## WHAT THE TASK ASKS:
Read through the lines below for the string "jeans" and copy each one that has it.

## LISTED RECORDS:
=== Begin Enclosure ===

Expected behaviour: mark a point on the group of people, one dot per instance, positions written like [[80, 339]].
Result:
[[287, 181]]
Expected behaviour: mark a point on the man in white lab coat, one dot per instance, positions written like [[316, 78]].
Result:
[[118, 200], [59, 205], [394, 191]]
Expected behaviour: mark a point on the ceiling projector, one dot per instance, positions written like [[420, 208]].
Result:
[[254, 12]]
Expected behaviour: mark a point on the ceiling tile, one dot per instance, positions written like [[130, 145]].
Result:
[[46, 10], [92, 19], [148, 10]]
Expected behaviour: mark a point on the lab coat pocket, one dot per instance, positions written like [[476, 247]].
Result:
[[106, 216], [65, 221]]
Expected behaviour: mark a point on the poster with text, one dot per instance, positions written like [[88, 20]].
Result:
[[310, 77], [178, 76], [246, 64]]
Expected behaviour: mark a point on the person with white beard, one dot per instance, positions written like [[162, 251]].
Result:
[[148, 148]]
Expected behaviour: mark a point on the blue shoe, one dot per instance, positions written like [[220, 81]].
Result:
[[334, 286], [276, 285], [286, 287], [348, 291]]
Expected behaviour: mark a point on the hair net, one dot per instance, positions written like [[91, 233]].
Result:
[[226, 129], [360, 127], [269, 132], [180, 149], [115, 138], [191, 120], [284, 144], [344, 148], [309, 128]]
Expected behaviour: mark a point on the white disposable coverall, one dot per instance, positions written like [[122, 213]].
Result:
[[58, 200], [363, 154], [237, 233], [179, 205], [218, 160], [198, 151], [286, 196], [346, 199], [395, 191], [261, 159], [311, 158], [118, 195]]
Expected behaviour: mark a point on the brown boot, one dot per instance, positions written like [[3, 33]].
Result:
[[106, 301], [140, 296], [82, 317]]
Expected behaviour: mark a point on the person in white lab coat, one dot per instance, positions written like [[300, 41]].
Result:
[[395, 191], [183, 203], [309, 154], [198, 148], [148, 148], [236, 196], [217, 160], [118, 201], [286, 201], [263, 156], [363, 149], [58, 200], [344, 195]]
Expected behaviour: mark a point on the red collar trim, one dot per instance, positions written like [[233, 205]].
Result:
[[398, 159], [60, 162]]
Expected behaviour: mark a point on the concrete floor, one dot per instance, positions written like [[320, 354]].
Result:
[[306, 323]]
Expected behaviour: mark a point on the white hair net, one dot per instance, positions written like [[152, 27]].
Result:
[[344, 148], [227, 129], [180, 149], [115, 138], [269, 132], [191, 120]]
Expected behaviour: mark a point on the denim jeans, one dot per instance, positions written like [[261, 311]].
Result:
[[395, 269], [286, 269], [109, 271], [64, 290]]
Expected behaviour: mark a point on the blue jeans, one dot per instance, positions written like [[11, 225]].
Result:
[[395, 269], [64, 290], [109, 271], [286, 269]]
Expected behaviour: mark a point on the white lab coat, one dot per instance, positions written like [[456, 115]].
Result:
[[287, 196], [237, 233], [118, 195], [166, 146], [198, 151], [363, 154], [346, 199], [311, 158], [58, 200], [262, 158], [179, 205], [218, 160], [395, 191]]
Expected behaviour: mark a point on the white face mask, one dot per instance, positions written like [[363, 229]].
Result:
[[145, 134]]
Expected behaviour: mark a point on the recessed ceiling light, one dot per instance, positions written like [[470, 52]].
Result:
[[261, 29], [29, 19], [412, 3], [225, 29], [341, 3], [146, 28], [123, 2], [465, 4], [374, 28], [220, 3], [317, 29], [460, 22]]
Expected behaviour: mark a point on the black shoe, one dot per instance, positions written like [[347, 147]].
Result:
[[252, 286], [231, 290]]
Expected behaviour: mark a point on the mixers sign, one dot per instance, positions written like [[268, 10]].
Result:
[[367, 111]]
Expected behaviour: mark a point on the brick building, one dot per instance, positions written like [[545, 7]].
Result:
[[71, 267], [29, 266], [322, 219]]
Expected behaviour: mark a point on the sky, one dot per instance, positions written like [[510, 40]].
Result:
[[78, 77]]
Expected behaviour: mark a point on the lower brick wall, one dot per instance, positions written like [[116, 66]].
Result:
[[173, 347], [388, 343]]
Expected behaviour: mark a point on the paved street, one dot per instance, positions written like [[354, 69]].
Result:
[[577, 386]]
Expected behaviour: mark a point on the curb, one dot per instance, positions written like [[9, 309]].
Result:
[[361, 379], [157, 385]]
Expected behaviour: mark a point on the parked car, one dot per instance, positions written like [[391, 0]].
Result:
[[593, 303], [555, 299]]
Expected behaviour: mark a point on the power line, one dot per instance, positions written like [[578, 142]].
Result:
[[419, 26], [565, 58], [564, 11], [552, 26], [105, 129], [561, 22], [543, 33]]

=== End Enclosure ===

## EXERCISE ANSWER:
Expected behaviour: mark a point on the denim jeans, one dot per instance, positions written like [[261, 311]].
Expected behaviour: mark a point on the blue jeans, one dot per instance, positions written like [[11, 225]].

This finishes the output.